■ **Exercise task**
Rewrite the data from the line containing "vegetation visible in the image above." through the line containing "[0,0,306,214]", inclusive, replacing "roadside vegetation" with "tall grass" and leaving everything else unchanged.
[Begin]
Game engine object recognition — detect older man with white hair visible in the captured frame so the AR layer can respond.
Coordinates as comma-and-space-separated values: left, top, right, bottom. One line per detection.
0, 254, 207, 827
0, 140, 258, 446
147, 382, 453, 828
[End]
[Begin]
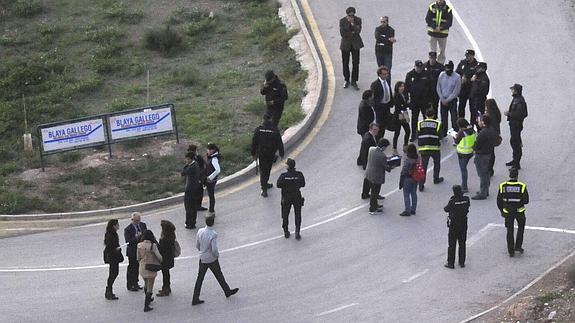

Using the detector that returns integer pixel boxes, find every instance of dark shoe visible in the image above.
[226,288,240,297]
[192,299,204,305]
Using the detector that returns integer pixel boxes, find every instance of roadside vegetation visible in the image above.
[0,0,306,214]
[End]
■ **The output**
Using the detector that returns integer pixel boxes, find every instance of tall grass visible in the image above.
[0,0,306,214]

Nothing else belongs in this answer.